Information provided >>
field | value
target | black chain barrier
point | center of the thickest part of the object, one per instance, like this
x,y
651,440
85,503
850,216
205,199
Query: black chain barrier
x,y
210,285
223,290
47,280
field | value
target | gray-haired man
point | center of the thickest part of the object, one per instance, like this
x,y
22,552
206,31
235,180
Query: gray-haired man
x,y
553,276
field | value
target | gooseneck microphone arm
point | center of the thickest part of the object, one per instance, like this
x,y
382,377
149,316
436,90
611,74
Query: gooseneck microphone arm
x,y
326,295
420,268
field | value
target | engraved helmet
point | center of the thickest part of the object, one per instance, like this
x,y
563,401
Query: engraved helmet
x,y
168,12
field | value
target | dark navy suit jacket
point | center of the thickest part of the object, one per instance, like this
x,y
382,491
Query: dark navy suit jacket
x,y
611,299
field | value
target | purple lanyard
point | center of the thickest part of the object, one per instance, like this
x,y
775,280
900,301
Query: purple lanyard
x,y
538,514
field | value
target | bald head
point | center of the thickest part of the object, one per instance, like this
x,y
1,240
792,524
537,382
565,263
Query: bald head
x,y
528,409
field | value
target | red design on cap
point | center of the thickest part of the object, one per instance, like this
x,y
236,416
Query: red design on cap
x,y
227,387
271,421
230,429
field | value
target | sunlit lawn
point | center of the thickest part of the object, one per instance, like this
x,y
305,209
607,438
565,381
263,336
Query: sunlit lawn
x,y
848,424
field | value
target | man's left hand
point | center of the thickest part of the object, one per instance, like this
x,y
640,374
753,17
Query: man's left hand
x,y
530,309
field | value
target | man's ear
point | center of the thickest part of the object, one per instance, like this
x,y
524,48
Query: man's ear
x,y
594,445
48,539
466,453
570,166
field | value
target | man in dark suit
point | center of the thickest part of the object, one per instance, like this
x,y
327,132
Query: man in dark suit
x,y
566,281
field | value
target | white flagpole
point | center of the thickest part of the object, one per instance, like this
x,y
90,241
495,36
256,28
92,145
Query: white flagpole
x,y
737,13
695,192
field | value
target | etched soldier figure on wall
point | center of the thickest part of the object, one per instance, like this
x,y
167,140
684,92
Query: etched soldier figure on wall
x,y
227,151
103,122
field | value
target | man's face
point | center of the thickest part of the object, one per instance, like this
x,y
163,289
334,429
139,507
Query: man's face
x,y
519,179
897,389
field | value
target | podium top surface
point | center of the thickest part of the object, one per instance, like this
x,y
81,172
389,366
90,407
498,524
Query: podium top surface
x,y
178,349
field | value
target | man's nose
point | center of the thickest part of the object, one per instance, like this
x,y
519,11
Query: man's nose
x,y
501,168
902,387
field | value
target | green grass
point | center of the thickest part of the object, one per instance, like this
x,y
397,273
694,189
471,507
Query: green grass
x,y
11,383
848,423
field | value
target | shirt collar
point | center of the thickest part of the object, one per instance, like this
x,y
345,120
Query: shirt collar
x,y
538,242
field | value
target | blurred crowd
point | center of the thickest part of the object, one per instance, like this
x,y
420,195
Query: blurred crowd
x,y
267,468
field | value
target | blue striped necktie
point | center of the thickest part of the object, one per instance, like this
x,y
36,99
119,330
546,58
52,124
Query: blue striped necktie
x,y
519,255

Exercise goal >> Please output the complete data exactly.

Answer to the exercise >>
field | value
target | black chain barrier
point | center of the thickest part of the object, one per instance, like this
x,y
651,440
85,503
850,216
205,199
Query: black chain barrier
x,y
210,285
223,290
47,280
field | value
target | gray-haired man
point | center of the thickest part of the object, one per instance, like this
x,y
22,552
206,31
235,180
Query: gray-haired man
x,y
553,276
field | value
target | gooseneck microphone arm
point | center of the thickest part of the object, one per instance, like this
x,y
382,377
149,316
436,90
611,74
Query: gooseneck microphone arm
x,y
326,295
420,268
field | value
target | engraved helmet
point | center of the thickest part of the object, one per instance, like this
x,y
563,401
Query: engraved helmet
x,y
168,12
field | value
target | dark navy suit jacket
point | center of the thickest part of the object, one per instance, like this
x,y
382,491
Query: dark navy suit jacket
x,y
611,299
field | value
target | purple lanyard
point | center of the thickest part of the object, one per instance, like this
x,y
775,280
900,301
Query: purple lanyard
x,y
538,514
field | value
target | bald head
point | center of the thickest part of the object, one per instance, like this
x,y
1,240
792,524
537,382
565,263
Query: bald head
x,y
528,409
field | value
target | red design on cap
point | center of the thickest part of the object, one per instance, like this
x,y
236,416
Query: red design on cap
x,y
227,387
271,421
230,429
field | value
target | sunlit lawn
point | center of the thickest part of the object, one per instance, like this
x,y
305,209
607,438
565,381
263,336
Query: sunlit lawn
x,y
848,424
field | value
target | man's left hand
point | center of the thickest part of the object, one per instance, like this
x,y
640,374
753,17
Query: man's left hand
x,y
530,309
field | value
target | man's ear
point | center of the thickest part of the object, one per instance, like this
x,y
524,48
Query: man's ear
x,y
594,445
48,539
466,453
570,166
field | value
target | man in dark suit
point | center of the thickest part of the object, one per instance, like this
x,y
327,132
Query: man in dark suit
x,y
566,281
field | value
target | white flagpole
point | center of the thickest part of the object, one per instance, like this
x,y
90,241
495,36
256,28
92,145
Query: white flagpole
x,y
737,13
695,192
field | value
target | etched soldier figure on wall
point | center of the thickest part of the object, one per instance, like this
x,y
167,140
684,92
Query: etched soldier figure on wall
x,y
227,151
103,122
field | value
target | man's face
point | center of the thickest part of the object, one per instance, like this
x,y
163,289
334,429
139,507
Query: man's face
x,y
519,179
897,389
field | value
target | podium top surface
point | center of the thickest part of the object, one per instance, like this
x,y
81,172
389,366
90,407
498,524
Query: podium top surface
x,y
178,349
field | value
target | man's nose
point | center of the thickest part of the object, one per instance, like this
x,y
519,11
Query: man's nose
x,y
501,168
902,387
field | value
target | green grass
point | center of the thickest part of the object, one per instance, like this
x,y
397,273
694,189
471,507
Query: green grass
x,y
11,383
848,423
field | value
target | shirt collar
point | center of the thickest part of the object, one per instance, like this
x,y
345,120
Query: shirt collar
x,y
538,242
field | value
target | blurred crowd
point | center of the thickest part of the object, one per instance, like this
x,y
420,195
Query: blurred crowd
x,y
267,468
field | value
target | blue striped necktie
point | center of the thickest part of the object, one per instance, like this
x,y
36,99
119,330
546,58
52,124
Query: blue striped necktie
x,y
519,255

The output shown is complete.